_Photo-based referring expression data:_
---+---

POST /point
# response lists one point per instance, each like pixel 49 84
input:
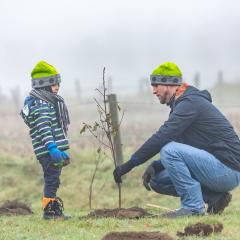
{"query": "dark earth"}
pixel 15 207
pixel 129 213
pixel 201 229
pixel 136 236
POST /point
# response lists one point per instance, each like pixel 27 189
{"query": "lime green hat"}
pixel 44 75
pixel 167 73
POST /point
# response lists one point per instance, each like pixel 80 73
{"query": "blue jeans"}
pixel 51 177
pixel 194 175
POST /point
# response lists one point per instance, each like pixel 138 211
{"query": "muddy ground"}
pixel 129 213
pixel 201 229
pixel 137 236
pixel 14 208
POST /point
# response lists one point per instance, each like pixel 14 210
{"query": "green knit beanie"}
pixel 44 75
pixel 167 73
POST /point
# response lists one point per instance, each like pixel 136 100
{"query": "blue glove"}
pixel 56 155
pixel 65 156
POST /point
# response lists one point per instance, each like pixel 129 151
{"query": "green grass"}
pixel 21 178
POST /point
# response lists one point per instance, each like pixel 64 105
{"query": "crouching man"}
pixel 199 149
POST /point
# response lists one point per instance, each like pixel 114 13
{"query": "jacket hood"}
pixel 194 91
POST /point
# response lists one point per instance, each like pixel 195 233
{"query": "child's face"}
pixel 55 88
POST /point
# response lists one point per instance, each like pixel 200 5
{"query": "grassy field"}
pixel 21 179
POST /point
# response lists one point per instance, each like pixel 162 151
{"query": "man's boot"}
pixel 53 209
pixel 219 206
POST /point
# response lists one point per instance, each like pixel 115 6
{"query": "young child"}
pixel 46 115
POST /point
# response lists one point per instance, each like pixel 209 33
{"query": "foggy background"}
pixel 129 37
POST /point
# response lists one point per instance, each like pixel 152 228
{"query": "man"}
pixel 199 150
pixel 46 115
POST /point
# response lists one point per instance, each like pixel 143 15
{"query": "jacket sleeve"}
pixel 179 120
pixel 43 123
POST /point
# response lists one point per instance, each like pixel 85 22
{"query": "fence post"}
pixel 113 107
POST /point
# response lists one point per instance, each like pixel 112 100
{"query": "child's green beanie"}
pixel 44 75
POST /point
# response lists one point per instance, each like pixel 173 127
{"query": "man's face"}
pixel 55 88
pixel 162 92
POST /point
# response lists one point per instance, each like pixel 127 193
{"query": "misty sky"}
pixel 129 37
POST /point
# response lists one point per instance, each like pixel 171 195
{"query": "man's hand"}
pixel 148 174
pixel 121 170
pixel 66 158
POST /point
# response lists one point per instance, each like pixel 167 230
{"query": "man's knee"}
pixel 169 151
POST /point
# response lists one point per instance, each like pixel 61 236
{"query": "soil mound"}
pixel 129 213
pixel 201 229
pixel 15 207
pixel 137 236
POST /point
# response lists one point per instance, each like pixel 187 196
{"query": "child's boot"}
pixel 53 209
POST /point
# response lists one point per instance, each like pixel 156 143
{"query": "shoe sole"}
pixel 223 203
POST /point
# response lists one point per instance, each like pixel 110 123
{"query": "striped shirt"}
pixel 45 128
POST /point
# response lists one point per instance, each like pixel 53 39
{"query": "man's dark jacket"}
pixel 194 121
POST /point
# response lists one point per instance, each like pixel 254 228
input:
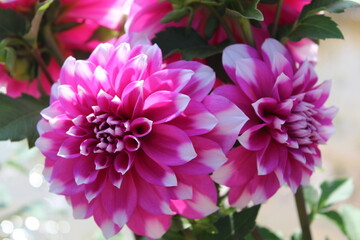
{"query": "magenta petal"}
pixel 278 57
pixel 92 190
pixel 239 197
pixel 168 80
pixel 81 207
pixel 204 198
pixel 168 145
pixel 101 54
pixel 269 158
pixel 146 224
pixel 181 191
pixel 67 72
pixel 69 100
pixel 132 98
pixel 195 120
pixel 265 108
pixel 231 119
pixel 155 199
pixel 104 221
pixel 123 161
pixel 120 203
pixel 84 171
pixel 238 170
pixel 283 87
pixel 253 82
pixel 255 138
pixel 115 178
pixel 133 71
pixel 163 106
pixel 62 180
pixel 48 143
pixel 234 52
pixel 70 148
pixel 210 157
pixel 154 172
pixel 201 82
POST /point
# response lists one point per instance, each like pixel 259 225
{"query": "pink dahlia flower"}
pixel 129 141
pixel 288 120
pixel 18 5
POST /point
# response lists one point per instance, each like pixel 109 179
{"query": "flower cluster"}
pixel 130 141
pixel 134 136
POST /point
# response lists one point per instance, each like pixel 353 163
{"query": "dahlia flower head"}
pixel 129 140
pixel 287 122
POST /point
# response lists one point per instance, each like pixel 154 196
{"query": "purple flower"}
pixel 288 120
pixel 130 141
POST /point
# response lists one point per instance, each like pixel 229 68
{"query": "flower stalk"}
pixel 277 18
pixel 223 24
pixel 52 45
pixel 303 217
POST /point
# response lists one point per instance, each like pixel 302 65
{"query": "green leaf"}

---+---

_Task prompt:_ A faithful copy of the data is required: each word kept, each picture omitted.

_Expected answer:_
POST /point
# response lists one point per instance, each like pixel 49 84
input:
{"query": "dark earth"}
pixel 15 207
pixel 129 213
pixel 201 229
pixel 136 236
POST /point
# response lists one point per instance, each like pixel 27 189
{"query": "lime green hat"}
pixel 44 75
pixel 167 73
POST /point
# response lists one point per instance, each like pixel 80 73
{"query": "blue jeans"}
pixel 51 177
pixel 194 175
POST /point
# response lists one point per instance, each like pixel 138 211
{"query": "muddy ground"}
pixel 129 213
pixel 201 229
pixel 137 236
pixel 14 208
POST /point
# response lists one point per instance, each like pixel 14 210
{"query": "green knit beanie"}
pixel 44 75
pixel 167 73
POST /point
# response lists one point per instance, each like pixel 136 100
{"query": "blue glove"}
pixel 56 155
pixel 65 156
POST /point
# response lists one point per instance, each like pixel 129 151
{"query": "green grass"}
pixel 21 178
POST /point
# response lists one point per instance, each like pixel 64 105
{"query": "crouching man"}
pixel 199 149
POST /point
# response lists one point per instance, each like pixel 114 13
{"query": "jacket hood"}
pixel 194 91
POST /point
# response lists one point per instance, each like pixel 195 233
{"query": "child's face"}
pixel 55 88
POST /point
# response lists one point per instance, each like pixel 200 5
{"query": "grassy field"}
pixel 21 179
POST /point
# response lists one point per instance, each like pixel 162 151
{"query": "man's boot"}
pixel 53 209
pixel 219 206
POST /point
# response lists one point per instance, each like pixel 115 6
{"query": "young child"}
pixel 46 115
POST /point
# response lists one point per instance, each like pixel 209 33
{"query": "foggy background"}
pixel 129 37
POST /point
# response lists one point per instance, each like pixel 152 228
{"query": "man"}
pixel 199 150
pixel 46 115
POST /point
# response lists one point per instance, each like pixel 143 15
{"query": "jacket sleeve"}
pixel 179 120
pixel 43 123
POST /point
# response lists one point per instance, each like pixel 85 22
{"query": "fence post"}
pixel 113 107
POST /point
# response lists one point per instance, each like pixel 112 100
{"query": "child's green beanie"}
pixel 44 75
POST /point
# response lists one point per instance, each like pixel 173 127
{"query": "man's face"}
pixel 55 88
pixel 162 92
POST /point
# response lists one point per instance, each like pixel 127 193
{"query": "misty sky"}
pixel 129 37
POST /point
# response lists one point per instance, each like pixel 171 195
{"query": "man's hand"}
pixel 148 174
pixel 121 170
pixel 66 158
POST /point
# response lists one point per instance, each like pixel 167 230
{"query": "man's knee"}
pixel 169 151
POST /point
# response lists one point per instance, each like pixel 61 236
{"query": "soil mound"}
pixel 129 213
pixel 201 229
pixel 15 207
pixel 137 236
POST /point
# response lists one point per instance, each like pixel 187 196
{"query": "child's boot"}
pixel 53 209
POST /point
# response lists one point per instance, each like pixel 156 143
{"query": "shoe sole"}
pixel 223 203
POST /point
# response lists one point per instance, each like pixel 110 123
{"query": "striped shirt"}
pixel 45 128
POST /point
# response lists one point per instance, each like pixel 53 39
{"query": "man's dark jacket"}
pixel 194 121
POST /point
# response lists one point per instance, each like pixel 254 228
input:
{"query": "magenta petal"}
pixel 278 57
pixel 92 190
pixel 239 197
pixel 168 80
pixel 81 207
pixel 204 198
pixel 168 145
pixel 101 54
pixel 269 158
pixel 146 224
pixel 181 191
pixel 67 72
pixel 69 100
pixel 132 98
pixel 195 120
pixel 265 108
pixel 231 119
pixel 155 199
pixel 104 221
pixel 123 161
pixel 120 203
pixel 84 171
pixel 238 170
pixel 283 87
pixel 253 82
pixel 255 138
pixel 115 178
pixel 133 71
pixel 163 106
pixel 62 180
pixel 48 143
pixel 234 52
pixel 70 148
pixel 210 157
pixel 154 172
pixel 201 82
POST /point
# response lists one point per instance, each like pixel 259 225
{"query": "pink dahlia flower"}
pixel 129 141
pixel 288 120
pixel 18 5
POST /point
# response lists one point per instance, each like pixel 109 179
{"query": "flower cluster"}
pixel 130 141
pixel 134 136
POST /point
# response lists one point per instance, each like pixel 353 163
{"query": "dahlia flower head"}
pixel 129 140
pixel 287 122
POST /point
# response lists one point per instance, each like pixel 154 196
{"query": "purple flower"}
pixel 288 120
pixel 130 141
POST /point
# response lists one point per instance, each like pixel 229 68
{"query": "flower stalk"}
pixel 277 18
pixel 223 24
pixel 52 45
pixel 303 217
POST /point
# response lists one point per instance, each like pixel 302 65
{"query": "green leaf"}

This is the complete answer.